EXERCISE OBJECTIVE: Only the number is requested. Tally the lines of the data that hold the string "Scan".

RECORDS SHOWN:
[Start of section]
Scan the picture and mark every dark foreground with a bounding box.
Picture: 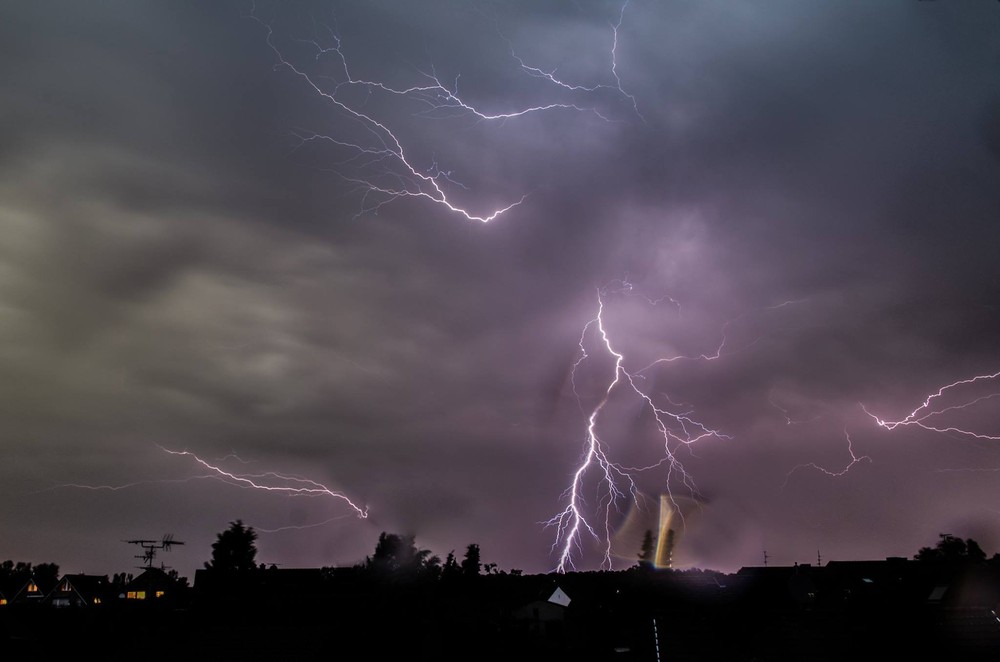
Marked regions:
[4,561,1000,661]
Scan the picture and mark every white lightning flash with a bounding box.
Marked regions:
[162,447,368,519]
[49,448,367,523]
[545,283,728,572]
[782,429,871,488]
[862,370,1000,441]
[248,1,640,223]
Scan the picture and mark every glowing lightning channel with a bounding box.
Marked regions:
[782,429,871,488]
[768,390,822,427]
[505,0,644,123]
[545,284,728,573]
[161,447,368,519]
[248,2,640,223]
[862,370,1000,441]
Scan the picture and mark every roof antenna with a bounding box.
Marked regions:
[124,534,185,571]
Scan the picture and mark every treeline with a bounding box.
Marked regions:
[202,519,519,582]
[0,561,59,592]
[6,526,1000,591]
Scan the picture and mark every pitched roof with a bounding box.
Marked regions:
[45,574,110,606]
[End of section]
[Start of section]
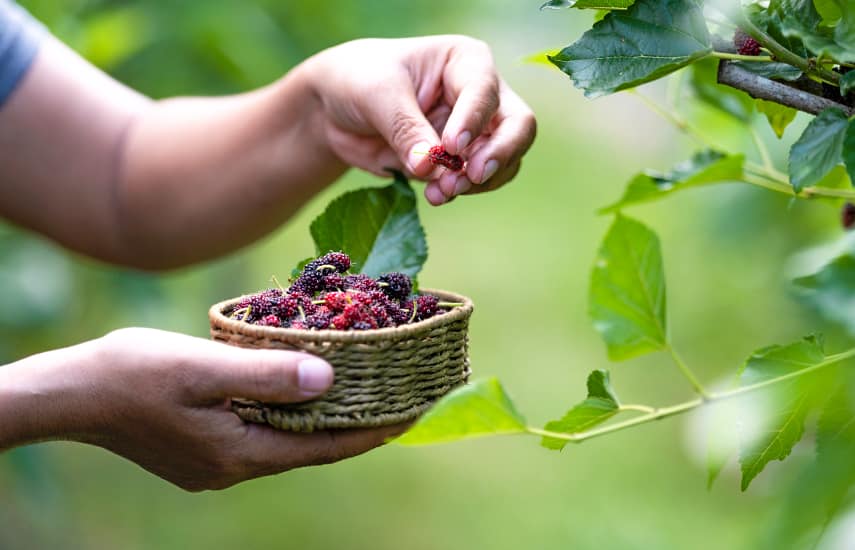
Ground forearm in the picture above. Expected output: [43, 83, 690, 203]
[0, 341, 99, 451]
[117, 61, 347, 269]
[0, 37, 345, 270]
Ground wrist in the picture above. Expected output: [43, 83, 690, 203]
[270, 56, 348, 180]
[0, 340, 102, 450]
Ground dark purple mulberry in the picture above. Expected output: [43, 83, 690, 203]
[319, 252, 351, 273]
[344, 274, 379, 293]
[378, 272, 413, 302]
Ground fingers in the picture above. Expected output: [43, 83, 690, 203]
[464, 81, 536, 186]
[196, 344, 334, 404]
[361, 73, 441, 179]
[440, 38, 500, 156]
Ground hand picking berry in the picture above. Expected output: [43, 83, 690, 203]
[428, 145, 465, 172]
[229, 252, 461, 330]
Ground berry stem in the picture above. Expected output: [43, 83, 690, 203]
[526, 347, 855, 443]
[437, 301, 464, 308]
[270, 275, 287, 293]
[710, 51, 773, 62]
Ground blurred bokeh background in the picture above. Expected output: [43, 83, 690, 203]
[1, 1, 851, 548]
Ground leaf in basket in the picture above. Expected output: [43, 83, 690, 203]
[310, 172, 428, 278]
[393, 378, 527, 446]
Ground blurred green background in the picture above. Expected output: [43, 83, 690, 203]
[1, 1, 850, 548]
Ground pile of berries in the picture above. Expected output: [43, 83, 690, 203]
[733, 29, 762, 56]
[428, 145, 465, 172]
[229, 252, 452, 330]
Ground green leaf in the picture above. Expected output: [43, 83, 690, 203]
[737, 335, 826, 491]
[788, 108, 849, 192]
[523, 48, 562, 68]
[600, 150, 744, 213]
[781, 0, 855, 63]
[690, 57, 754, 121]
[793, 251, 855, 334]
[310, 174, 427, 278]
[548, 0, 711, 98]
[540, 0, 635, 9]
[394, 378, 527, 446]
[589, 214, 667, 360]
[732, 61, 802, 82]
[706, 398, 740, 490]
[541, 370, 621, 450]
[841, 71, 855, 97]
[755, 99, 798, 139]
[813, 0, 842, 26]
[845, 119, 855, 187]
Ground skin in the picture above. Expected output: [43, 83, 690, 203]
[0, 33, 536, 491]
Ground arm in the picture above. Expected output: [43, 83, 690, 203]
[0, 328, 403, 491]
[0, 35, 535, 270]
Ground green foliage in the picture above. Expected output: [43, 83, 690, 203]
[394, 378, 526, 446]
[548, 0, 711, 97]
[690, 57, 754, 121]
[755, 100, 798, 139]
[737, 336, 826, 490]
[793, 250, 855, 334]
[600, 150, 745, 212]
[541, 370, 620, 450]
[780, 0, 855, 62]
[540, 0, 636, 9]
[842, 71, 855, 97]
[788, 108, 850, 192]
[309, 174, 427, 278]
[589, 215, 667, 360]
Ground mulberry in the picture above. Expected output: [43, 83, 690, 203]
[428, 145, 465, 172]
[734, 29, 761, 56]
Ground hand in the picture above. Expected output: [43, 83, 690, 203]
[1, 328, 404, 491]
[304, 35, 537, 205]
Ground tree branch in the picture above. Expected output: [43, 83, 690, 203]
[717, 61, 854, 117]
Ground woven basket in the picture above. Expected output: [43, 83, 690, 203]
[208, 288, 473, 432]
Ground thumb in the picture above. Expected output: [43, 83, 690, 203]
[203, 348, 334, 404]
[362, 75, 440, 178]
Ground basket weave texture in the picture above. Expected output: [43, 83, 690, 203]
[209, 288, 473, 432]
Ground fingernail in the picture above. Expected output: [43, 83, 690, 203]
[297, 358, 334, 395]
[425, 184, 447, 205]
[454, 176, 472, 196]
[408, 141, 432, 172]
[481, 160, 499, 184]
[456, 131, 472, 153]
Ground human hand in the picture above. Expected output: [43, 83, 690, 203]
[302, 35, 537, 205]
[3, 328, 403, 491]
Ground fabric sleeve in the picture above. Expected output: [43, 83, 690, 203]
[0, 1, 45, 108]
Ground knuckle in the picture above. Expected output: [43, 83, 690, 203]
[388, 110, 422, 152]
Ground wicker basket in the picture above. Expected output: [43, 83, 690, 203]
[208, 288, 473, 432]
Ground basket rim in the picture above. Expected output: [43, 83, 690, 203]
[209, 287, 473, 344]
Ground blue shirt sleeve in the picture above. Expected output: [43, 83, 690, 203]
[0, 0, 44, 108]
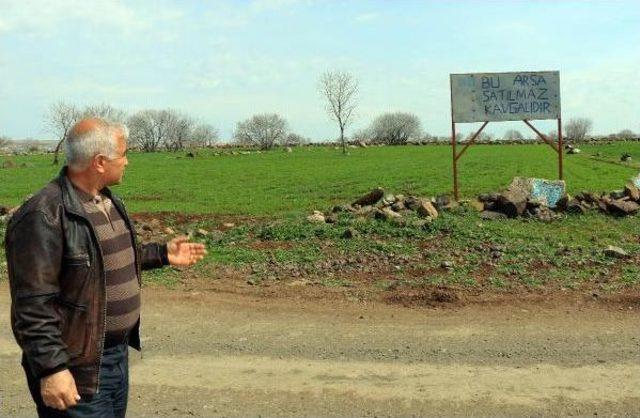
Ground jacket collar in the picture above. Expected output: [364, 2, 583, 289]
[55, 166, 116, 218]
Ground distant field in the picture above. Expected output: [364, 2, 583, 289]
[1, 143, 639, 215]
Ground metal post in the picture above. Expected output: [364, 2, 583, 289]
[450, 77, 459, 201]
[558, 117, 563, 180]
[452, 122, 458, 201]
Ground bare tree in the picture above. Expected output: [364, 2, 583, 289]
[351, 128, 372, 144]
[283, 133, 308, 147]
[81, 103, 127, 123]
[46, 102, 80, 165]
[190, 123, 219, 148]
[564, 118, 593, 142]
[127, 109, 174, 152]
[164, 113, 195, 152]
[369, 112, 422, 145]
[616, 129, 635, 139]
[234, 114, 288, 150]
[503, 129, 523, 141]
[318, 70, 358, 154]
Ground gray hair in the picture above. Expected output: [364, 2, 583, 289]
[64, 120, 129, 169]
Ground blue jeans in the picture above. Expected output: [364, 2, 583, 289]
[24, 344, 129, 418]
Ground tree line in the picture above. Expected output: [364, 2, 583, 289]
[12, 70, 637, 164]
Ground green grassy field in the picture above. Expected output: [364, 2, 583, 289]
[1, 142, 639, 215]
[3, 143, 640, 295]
[End of section]
[Start of section]
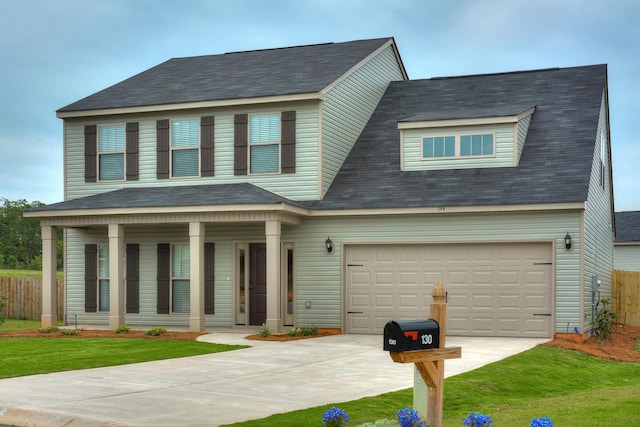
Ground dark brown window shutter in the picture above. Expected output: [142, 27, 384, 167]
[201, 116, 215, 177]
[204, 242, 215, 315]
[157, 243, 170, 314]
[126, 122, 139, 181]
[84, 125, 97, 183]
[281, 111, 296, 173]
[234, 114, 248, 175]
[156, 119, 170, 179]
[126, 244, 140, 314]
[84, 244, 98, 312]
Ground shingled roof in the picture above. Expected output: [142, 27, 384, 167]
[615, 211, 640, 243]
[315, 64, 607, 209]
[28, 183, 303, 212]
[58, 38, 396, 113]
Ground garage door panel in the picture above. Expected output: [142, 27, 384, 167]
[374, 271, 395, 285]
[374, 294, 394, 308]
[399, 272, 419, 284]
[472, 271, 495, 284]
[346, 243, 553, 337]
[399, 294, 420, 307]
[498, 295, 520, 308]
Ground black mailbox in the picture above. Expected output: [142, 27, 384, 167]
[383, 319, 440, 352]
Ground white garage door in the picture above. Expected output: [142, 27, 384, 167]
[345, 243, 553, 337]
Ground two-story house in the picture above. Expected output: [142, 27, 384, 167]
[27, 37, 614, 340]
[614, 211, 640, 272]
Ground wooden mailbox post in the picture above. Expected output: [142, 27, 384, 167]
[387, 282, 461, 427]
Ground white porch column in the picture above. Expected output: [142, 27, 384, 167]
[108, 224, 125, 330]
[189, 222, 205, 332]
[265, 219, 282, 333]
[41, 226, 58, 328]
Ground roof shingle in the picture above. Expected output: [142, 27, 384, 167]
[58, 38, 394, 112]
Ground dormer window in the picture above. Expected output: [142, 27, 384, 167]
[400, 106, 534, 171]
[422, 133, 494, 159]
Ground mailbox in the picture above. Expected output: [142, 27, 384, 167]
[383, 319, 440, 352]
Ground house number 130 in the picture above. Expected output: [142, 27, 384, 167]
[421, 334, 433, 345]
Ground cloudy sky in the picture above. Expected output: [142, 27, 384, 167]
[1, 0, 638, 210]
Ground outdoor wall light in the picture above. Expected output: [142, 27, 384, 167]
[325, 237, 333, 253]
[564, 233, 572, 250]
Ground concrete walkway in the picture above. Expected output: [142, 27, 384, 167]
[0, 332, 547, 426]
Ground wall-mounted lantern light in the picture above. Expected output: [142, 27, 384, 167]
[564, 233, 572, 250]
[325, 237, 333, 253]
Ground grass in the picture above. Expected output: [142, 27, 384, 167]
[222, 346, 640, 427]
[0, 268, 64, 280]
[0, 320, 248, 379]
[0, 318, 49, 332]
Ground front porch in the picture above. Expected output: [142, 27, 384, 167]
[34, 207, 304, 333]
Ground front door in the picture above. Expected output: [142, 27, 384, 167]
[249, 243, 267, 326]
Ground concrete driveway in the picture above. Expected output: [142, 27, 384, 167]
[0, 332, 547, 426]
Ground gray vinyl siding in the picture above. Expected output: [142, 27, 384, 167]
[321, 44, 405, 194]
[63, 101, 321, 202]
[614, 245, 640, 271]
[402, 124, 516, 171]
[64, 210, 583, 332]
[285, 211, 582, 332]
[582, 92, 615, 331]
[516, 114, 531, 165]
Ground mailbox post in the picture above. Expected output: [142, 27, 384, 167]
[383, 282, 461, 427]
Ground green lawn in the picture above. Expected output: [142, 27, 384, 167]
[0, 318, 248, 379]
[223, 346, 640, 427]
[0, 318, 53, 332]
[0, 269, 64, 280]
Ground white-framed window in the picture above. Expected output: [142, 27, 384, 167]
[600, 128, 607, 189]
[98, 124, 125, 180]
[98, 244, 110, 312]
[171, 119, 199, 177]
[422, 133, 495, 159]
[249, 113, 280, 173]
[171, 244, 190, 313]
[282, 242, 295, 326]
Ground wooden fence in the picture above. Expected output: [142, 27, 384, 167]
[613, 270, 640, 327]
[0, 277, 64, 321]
[End of section]
ANSWER AREA: 6